| What the task requires |
In the material below, the lines containing the word "cumulus" are required; copy each of them.

BEGIN Data excerpts

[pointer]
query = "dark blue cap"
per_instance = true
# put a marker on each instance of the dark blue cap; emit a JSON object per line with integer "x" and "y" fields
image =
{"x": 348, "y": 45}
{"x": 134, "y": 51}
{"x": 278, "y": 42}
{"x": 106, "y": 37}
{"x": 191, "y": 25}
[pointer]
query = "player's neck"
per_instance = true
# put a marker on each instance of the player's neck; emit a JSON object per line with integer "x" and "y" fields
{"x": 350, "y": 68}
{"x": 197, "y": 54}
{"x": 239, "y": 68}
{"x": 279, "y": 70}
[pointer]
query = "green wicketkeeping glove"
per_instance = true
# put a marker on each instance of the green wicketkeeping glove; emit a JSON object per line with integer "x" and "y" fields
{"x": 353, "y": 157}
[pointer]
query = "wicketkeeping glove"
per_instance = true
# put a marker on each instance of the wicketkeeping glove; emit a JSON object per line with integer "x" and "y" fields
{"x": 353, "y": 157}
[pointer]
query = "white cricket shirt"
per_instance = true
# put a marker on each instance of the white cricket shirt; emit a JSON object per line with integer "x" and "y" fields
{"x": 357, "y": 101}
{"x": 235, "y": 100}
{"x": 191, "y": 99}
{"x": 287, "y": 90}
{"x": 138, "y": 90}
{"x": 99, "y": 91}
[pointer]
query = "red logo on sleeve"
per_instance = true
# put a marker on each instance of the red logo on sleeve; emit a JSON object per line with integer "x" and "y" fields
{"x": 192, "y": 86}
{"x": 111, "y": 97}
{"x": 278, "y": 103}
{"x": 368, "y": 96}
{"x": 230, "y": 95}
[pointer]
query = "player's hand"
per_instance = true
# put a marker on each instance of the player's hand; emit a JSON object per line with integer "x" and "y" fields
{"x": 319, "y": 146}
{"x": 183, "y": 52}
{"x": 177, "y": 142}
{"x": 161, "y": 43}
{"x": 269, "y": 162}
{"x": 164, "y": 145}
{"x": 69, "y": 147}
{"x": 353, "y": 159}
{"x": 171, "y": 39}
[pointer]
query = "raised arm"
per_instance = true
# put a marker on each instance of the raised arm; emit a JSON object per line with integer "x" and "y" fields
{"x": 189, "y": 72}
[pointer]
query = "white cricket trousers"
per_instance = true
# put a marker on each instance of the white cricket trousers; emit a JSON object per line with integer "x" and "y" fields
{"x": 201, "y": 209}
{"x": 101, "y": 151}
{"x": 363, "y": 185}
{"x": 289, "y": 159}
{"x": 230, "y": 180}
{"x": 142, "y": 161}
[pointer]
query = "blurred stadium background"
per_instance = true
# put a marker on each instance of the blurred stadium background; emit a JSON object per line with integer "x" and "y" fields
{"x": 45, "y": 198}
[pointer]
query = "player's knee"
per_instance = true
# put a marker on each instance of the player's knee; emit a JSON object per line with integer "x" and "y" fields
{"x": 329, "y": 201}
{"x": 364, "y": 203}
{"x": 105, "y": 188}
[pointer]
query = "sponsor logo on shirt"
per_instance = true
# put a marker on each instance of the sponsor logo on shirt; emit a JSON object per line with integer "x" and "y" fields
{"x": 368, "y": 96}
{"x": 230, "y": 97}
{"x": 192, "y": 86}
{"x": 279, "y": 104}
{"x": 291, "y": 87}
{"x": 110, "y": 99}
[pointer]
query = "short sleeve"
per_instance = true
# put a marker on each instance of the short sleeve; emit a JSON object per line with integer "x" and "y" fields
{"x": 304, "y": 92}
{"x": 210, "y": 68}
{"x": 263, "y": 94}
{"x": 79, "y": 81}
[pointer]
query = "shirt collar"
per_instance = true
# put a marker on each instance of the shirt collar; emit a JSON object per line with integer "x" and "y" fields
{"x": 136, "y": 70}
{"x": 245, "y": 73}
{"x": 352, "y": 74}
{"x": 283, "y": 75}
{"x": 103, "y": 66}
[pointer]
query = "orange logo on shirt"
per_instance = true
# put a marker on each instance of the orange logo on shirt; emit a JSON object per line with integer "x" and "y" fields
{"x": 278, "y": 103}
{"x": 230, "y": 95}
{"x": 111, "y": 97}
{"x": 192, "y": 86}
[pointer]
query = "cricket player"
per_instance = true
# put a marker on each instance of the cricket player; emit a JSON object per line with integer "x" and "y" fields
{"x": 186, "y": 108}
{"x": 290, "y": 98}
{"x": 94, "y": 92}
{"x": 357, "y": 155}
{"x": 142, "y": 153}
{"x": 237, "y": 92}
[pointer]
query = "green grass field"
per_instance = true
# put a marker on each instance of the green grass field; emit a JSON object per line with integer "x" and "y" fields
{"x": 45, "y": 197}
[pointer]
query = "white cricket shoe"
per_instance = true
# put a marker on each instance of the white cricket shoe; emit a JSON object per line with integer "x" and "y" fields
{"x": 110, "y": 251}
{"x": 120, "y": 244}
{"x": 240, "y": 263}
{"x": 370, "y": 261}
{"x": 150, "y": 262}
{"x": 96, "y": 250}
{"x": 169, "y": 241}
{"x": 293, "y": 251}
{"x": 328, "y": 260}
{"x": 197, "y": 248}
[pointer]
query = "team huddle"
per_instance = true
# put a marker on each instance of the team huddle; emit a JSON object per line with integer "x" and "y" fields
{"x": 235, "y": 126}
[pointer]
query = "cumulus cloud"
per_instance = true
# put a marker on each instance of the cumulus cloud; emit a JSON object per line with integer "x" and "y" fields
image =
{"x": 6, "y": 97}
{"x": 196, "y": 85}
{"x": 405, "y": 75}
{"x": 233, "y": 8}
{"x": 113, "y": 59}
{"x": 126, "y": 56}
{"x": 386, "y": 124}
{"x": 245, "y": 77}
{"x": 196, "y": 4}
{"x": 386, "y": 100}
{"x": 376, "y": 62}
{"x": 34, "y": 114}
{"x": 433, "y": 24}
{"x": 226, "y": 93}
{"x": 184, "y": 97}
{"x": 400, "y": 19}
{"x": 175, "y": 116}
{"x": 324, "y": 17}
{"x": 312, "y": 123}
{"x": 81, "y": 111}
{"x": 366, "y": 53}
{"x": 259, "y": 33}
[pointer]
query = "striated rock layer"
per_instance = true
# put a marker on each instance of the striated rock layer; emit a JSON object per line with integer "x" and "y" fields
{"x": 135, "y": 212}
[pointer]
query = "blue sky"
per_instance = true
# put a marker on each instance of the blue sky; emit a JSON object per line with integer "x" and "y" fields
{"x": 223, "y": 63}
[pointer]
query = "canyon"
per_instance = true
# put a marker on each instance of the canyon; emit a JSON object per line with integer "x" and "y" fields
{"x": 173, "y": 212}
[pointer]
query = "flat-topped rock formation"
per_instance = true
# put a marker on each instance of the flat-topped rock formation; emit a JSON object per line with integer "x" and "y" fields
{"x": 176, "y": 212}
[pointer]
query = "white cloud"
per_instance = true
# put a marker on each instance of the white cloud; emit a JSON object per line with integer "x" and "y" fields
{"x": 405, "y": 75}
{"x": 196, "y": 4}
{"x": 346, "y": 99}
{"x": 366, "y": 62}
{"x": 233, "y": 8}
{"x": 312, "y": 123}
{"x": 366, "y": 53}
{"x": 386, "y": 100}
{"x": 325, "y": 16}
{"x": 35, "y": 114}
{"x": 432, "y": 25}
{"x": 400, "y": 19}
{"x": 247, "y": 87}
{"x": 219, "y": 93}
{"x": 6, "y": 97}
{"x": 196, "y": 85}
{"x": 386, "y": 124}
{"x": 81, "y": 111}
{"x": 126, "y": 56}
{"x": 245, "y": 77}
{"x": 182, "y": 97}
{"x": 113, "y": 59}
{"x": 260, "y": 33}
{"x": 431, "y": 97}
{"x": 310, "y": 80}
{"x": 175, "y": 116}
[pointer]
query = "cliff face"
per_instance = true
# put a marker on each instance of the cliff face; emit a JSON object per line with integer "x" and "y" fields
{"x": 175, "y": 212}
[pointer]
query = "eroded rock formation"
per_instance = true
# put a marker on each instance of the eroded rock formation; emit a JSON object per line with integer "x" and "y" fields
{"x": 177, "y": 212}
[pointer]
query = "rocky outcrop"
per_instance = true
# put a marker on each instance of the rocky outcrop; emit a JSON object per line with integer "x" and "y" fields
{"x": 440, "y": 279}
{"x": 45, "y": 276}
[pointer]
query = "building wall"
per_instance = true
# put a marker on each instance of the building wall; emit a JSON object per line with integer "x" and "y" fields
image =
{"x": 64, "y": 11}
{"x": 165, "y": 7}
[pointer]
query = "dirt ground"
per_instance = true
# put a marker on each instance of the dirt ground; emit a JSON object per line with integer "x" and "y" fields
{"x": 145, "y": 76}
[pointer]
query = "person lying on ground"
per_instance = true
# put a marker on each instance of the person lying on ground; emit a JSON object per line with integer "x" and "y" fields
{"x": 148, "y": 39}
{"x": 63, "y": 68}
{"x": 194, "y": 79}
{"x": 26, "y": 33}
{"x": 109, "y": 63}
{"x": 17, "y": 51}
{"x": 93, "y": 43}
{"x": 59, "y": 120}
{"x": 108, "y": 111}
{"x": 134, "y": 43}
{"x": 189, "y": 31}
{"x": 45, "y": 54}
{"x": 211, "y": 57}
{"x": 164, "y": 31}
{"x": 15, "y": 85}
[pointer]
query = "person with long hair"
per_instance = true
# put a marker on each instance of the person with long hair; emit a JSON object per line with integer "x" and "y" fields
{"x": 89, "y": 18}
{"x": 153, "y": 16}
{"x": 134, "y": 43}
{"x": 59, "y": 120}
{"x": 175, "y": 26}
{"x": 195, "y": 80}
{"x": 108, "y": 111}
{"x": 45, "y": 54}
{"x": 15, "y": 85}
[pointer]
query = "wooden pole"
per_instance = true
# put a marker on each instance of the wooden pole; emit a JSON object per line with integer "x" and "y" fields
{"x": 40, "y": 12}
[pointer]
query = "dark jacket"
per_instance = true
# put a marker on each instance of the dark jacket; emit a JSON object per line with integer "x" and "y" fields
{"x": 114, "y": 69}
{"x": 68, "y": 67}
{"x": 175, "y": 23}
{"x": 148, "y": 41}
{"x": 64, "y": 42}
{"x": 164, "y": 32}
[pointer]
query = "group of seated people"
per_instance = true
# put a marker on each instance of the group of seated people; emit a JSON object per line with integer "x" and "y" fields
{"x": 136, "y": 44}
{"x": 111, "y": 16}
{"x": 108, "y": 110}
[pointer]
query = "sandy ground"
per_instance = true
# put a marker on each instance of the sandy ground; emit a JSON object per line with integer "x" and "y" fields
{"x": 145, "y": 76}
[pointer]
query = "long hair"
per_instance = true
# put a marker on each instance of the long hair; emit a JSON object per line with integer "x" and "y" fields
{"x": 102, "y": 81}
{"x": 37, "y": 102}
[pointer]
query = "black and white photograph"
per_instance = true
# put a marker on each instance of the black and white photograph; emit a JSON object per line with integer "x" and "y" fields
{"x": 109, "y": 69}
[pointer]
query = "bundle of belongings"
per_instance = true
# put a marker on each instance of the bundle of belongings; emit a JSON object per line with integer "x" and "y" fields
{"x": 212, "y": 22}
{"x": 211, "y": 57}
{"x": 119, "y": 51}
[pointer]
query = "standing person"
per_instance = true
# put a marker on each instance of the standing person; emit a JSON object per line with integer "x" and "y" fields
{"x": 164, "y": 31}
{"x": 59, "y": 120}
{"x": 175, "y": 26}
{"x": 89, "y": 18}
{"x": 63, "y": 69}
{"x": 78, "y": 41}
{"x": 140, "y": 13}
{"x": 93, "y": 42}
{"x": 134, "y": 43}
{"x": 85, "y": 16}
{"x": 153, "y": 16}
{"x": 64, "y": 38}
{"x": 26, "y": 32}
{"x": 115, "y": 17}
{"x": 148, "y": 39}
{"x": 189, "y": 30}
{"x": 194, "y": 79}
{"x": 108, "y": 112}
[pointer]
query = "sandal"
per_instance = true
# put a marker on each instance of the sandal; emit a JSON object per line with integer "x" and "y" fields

END Data excerpts

| Solution to this exercise |
query = "cumulus cloud"
# put a marker on each instance of the cumulus cloud; emit a JSON object per line with integer "x" and "y" fields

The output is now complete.